WILMINGTON, Del. – A Delaware judge on Monday approved a settlement in a shareholder lawsuit challenging Google Inc.’s plans to split its stock and issue a new class of nonvoting shares.
The ruling by Chancellor Leo Strine Jr. clears the way for the Internet search leader to issue shares of “Class C” nonvoting stock for each share of existing stock.
The judge approved the settlement despite noting that, while it is designed to ensure that co-founders Larry Page and Sergey Brin retain control of Mountain View, Calif.-based Google, the two are not being forced to give any concessions to other shareholders. Instead, like other shareholders, Page and Brin will receive Class C shares in an amount equal to their current Class B stock holdings: more than 24 million shares each.
“There’s no economic sacrifice,” Strine told Jeffrey Block, an attorney representing shareholders who filed the lawsuit in April 2012.
At the same time, Strine noted that Google, under the leadership of Page and Brin, has been “a rather astonishing market success,” implying that there’s currently no reason to second-guess the company’s governance.
U.S. stocks set record with small-margin gain
NEW YORK – It was another record day for stocks, but barely.
The Standard & Poor’s 500 index closed at an all-time high Monday, but by a small margin. The S&P 500 edged up 2.34 points, or 0.1 percent, to a record 1,762.11 after good news from J.C. Penney offset disappointing earnings from a few U.S. companies.
J.C. Penney rose the most in the index after the retailer’s CEO said sales were improving. That helped stocks overcome poor earnings and a weak forecast from drugmaker Merck. Roper Industries, a medical and industrial equipment manufacturer, also lowered its earnings estimate for the year.

§ EXTRACTED ENTRIES
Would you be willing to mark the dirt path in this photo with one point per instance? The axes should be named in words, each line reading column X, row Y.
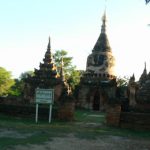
column 104, row 143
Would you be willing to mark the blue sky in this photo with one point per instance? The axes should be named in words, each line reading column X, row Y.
column 74, row 25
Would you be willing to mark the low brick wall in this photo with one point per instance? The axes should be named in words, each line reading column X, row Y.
column 113, row 115
column 134, row 120
column 27, row 111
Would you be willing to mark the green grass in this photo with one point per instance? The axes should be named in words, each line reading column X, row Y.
column 87, row 125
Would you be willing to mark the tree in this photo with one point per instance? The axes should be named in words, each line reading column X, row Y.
column 18, row 88
column 67, row 62
column 6, row 81
column 71, row 74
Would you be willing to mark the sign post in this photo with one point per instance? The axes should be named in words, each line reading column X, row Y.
column 44, row 96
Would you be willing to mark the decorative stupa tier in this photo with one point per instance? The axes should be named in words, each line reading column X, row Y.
column 101, row 62
column 46, row 76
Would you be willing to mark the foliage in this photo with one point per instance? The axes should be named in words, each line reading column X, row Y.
column 67, row 62
column 6, row 81
column 18, row 87
column 71, row 74
column 26, row 74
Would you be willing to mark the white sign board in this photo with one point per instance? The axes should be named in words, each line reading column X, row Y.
column 44, row 96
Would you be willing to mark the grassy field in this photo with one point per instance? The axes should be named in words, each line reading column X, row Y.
column 87, row 125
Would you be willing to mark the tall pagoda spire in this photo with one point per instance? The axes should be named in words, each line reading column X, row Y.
column 144, row 75
column 62, row 75
column 102, row 43
column 48, row 54
column 49, row 45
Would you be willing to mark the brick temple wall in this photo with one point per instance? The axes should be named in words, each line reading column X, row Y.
column 133, row 120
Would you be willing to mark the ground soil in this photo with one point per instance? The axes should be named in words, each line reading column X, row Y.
column 70, row 142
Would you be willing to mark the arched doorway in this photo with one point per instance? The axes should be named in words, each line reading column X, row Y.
column 96, row 101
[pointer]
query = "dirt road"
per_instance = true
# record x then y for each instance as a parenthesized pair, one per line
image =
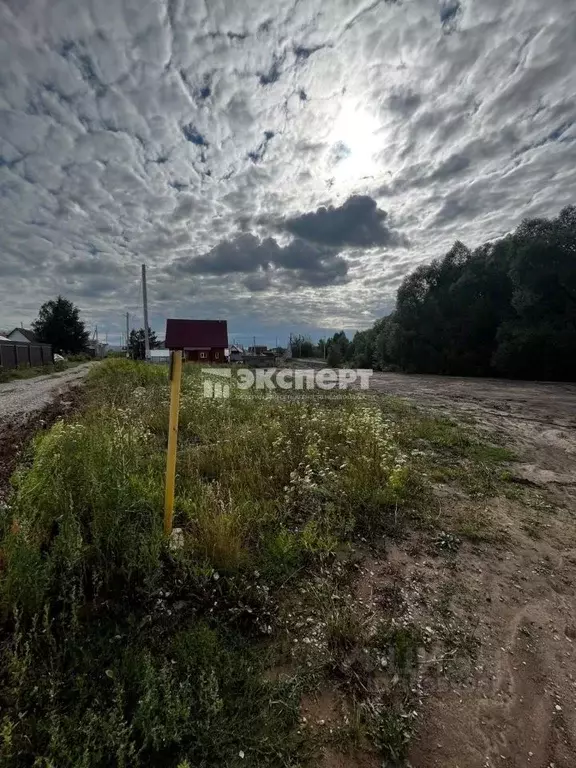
(518, 707)
(26, 406)
(22, 397)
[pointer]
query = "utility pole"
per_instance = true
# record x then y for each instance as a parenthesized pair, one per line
(145, 303)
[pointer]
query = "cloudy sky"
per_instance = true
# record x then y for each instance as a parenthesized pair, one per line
(280, 164)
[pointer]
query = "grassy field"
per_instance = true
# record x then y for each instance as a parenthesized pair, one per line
(121, 648)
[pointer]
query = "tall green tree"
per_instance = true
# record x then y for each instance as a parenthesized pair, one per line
(59, 324)
(137, 343)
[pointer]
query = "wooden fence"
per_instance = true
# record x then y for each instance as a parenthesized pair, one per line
(15, 354)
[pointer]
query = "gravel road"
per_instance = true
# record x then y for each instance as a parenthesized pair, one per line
(21, 397)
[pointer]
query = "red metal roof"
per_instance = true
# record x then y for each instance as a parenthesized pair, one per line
(196, 333)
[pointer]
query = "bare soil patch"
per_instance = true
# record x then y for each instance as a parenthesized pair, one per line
(517, 704)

§ TASK GOAL
Continue the business news page about Google's stock settlement and the stock market record, starting right after its final sentence. The data has nothing to do with the business news page.

§ RESPONSE TO THE TASK
The S&P 500 has performed well in October, closing at an all-time high six times. A deal in Washington that ended a partial government shutdown and kept the U.S. government from defaulting on its debt has helped drive up the index.
Time Warner upgrades fastest Internet speed
LOS ANGELES – Time Warner Cable Inc. is doubling the Internet speed of its fastest product and more than halving the price of its lowest-speed product to compete with its telecom rivals AT&T and Verizon.
The nation’s second-largest cable TV provider is doubling the download speed of its top-tier “Ultimate” service to 100 Megabits per second. The speed upgrade is being rolled out now to customers in Los Angeles and will come to New York City and Hawaii by the end of the year. The “Ultimate” tier costs $105 per month without promotional pricing.
The offer is slightly faster and more expensive than a 75 Mbps download plan from Verizon’s FiOS, which costs $95 per month without a contract, but is less pricey than FiOS’ 150 Mbps plan, which costs $135 a month.